Write the records out once more, exactly as they are given.

(Beginning of DATA TO USE)

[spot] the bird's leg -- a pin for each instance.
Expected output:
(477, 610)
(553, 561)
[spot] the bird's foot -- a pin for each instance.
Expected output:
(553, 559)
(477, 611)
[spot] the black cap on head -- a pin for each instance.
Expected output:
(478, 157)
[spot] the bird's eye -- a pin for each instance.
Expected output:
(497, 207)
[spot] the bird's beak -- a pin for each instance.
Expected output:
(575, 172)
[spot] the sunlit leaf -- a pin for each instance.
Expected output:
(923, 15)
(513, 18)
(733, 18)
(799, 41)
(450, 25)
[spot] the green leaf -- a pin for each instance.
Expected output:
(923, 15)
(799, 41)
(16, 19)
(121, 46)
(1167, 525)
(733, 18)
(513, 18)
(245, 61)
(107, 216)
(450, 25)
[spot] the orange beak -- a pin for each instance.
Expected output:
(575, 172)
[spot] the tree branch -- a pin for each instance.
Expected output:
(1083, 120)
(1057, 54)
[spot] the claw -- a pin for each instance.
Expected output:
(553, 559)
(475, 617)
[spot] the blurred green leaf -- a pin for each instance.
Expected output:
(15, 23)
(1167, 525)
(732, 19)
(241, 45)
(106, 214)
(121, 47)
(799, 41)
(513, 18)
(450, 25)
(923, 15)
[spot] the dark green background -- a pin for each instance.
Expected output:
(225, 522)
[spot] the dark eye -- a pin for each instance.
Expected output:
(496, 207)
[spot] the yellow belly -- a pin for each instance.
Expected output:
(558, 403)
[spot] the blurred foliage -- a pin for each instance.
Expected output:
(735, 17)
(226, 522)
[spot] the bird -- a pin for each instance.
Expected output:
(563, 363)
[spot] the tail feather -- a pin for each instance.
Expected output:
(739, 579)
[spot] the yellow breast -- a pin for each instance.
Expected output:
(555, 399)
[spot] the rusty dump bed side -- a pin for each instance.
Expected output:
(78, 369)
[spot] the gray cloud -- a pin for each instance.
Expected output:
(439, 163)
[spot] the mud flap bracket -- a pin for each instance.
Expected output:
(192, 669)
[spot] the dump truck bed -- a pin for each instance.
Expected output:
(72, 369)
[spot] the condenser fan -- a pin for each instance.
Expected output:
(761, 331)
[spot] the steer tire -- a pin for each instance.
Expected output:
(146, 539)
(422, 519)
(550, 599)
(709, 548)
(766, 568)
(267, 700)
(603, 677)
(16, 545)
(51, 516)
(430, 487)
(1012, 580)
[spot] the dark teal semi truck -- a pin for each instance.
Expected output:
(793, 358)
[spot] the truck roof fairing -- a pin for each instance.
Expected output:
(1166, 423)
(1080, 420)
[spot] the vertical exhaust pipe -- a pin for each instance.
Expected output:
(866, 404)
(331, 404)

(End of DATA TO USE)

» SOLUTION TO THIS TASK
[spot] the bird's leg -- a pin for each instance.
Expected output:
(477, 610)
(553, 561)
[spot] the bird's foot -- a pin for each instance.
Expected output:
(553, 559)
(477, 611)
[spot] the black cap on head -- a pin for each instance.
Expected output:
(478, 157)
[spot] the bird's eye -- a pin for each instance.
Expected output:
(497, 207)
[spot] the bird's beak -- a pin for each instance.
Expected output:
(575, 172)
[spot] the sunlit leaf -- a pin for each instance.
Expected output:
(923, 15)
(513, 18)
(733, 18)
(799, 41)
(450, 25)
[spot] the green leaf -- a pin for each instance.
Expected output:
(923, 15)
(799, 41)
(16, 19)
(121, 46)
(1167, 525)
(733, 18)
(513, 18)
(245, 61)
(107, 216)
(450, 25)
[spot] the orange beak -- a pin for each instance.
Expected output:
(575, 172)
[spot] the tree branch -- a pin for each instance.
Expected output:
(1083, 120)
(1057, 54)
[spot] the claw -- a pin for each instance.
Expected output:
(553, 559)
(475, 617)
[spot] the blurred green leaf -- a pin for each instance.
Expected output:
(15, 23)
(1167, 525)
(732, 19)
(241, 45)
(106, 214)
(121, 47)
(799, 41)
(513, 18)
(450, 25)
(923, 15)
[spot] the dark green background -- a pin for each instance.
Expected output:
(225, 522)
[spot] the dark eye -- a pin for each instance.
Expected output:
(496, 207)
[spot] the yellow belly -- a pin for each instance.
Expected output:
(558, 403)
[spot] the blurred foliage -- a pin for each instance.
Expected output:
(735, 17)
(226, 522)
[spot] the bird -- a pin for each instance.
Expected output:
(563, 363)
[spot] the tail feather -- a pin for each instance.
Expected output:
(739, 579)
[spot] the yellow breast -- a pin for each instance.
Expected output:
(555, 399)
[spot] the rusty dump bed side -- a pin for each instance.
Expected output:
(78, 369)
[spot] the gray cloud -- a pin for each instance.
Expected output:
(439, 163)
[spot] the mud flap bracket -- a pin for each instance.
Expected output:
(192, 669)
[spot] the dump truck bed -- a pin for each instance.
Expected output:
(72, 369)
[spot] the condenser fan -- a pin for each instance.
Expected output:
(761, 331)
[spot] the steer tire -- a pin for each instance.
Expected output:
(146, 539)
(422, 519)
(550, 599)
(709, 548)
(766, 568)
(267, 700)
(603, 677)
(16, 545)
(51, 516)
(430, 487)
(1012, 580)
[spot] the dark teal semi truck -- a pin for each instance.
Expected output:
(793, 358)
[spot] the truck roof fairing -- a pin for each instance.
Expected output:
(1166, 423)
(1080, 420)
[spot] the vertical exhaust pipe -- a pin for each instance.
Expected output:
(866, 404)
(331, 404)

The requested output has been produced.